> _Set exercise_: Gather every line below that contains the word "porch", and copy each of those lines out in full.

Dataset entries:
----
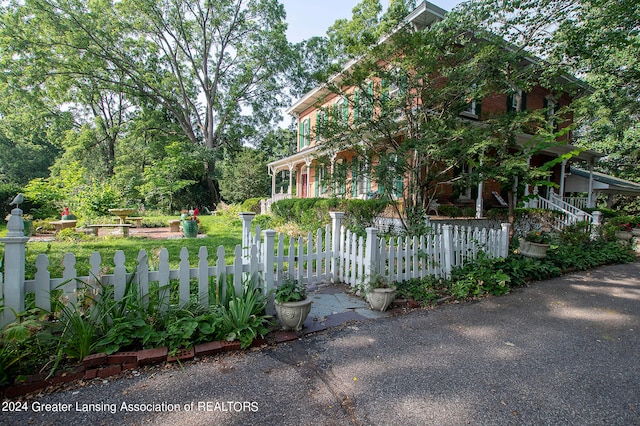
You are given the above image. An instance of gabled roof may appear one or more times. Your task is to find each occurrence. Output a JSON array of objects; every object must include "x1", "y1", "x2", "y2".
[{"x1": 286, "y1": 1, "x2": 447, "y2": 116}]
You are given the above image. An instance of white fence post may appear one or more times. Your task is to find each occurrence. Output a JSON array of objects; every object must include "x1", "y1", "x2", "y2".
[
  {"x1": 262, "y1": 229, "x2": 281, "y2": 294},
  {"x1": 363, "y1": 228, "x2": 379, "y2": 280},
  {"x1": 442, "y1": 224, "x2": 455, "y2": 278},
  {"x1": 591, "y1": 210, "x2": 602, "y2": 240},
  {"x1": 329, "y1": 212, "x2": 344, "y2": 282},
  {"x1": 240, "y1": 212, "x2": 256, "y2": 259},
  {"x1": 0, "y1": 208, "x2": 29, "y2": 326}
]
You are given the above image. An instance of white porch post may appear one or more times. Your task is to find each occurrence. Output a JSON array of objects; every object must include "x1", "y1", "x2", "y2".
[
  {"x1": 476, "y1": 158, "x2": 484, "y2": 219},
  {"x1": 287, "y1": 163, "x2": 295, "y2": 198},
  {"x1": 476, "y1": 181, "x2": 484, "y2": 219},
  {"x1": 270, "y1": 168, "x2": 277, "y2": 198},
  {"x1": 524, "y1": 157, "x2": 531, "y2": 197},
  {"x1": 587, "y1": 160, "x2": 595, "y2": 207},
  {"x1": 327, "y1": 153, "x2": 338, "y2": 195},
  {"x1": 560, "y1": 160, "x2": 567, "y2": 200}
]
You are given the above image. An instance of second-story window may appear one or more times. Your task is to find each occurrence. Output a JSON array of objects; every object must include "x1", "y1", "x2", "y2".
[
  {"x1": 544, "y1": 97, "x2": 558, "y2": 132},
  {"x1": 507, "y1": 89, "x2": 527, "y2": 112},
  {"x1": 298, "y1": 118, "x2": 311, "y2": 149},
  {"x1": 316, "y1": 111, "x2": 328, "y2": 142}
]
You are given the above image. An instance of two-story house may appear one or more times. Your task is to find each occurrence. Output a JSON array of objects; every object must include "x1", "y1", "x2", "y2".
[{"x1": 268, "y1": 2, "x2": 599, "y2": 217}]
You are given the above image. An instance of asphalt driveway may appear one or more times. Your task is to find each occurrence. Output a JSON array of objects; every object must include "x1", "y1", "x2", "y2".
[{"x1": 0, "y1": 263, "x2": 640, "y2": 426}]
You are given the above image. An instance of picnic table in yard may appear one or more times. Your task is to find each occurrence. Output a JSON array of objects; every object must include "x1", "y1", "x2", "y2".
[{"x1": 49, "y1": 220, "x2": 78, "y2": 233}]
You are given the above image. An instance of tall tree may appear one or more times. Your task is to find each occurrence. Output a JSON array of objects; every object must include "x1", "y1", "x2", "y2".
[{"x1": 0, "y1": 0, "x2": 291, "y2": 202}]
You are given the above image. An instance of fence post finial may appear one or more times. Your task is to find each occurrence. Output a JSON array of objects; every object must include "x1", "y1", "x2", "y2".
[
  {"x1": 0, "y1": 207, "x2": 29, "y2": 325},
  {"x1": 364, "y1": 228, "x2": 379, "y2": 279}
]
----
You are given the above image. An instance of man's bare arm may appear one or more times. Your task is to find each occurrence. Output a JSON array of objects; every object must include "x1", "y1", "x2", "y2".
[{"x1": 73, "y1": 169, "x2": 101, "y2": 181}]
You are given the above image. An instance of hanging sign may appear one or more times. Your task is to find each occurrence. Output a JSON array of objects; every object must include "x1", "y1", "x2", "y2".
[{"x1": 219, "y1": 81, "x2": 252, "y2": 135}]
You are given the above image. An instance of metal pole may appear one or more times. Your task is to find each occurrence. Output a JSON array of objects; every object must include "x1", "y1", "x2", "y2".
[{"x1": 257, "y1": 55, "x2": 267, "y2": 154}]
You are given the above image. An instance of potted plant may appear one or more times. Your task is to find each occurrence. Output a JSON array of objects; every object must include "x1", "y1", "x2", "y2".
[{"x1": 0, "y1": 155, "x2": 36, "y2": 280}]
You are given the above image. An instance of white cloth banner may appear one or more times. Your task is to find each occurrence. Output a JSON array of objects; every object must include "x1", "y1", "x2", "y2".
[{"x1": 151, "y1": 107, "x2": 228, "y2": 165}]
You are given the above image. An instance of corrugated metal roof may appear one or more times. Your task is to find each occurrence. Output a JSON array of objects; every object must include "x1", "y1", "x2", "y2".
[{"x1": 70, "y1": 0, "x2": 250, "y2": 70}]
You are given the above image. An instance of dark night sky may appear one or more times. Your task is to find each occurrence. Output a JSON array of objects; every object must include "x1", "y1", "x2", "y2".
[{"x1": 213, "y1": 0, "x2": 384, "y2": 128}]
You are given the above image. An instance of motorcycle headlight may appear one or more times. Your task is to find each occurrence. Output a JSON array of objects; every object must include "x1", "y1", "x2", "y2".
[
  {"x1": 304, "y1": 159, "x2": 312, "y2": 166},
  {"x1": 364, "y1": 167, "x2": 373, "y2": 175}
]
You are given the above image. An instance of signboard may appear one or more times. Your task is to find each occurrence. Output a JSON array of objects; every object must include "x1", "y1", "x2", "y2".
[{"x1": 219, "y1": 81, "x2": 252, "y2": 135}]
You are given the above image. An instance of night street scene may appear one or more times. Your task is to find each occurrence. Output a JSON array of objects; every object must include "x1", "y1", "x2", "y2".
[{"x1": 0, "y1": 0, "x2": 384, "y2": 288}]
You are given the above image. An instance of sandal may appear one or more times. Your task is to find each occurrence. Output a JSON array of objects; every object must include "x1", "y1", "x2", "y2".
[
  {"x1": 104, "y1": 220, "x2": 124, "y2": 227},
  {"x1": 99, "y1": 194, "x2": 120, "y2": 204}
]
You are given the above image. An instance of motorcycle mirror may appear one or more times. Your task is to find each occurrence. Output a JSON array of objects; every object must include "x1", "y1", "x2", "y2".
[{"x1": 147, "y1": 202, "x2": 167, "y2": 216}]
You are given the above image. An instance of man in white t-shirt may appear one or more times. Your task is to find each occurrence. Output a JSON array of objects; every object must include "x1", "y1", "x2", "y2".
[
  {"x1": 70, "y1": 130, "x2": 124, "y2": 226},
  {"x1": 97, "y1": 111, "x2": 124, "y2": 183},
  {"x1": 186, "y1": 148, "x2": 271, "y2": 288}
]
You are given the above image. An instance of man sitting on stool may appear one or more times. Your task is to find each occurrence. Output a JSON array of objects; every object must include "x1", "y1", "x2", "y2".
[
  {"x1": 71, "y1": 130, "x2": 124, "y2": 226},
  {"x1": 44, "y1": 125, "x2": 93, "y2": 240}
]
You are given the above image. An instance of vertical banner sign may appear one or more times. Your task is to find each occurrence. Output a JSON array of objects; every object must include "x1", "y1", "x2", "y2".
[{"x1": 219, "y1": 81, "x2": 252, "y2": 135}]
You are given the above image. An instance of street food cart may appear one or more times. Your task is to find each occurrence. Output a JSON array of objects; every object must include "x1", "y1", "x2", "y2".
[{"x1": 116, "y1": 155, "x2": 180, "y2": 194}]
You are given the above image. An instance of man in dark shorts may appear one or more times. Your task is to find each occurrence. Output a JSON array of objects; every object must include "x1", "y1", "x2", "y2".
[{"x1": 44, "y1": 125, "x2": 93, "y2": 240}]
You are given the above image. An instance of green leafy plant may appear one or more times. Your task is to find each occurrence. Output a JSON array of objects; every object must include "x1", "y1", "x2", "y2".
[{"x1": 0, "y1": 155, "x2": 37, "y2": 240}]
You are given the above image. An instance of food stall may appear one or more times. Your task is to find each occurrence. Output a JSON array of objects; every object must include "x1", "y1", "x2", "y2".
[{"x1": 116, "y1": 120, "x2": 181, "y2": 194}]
----
> _Solution to this task_:
You are given the above image. An instance of white porch post may appear one or more times. Your task is to find each occurrence. Output a JSON array of objects; every object must include "x1", "y1", "x2", "y2".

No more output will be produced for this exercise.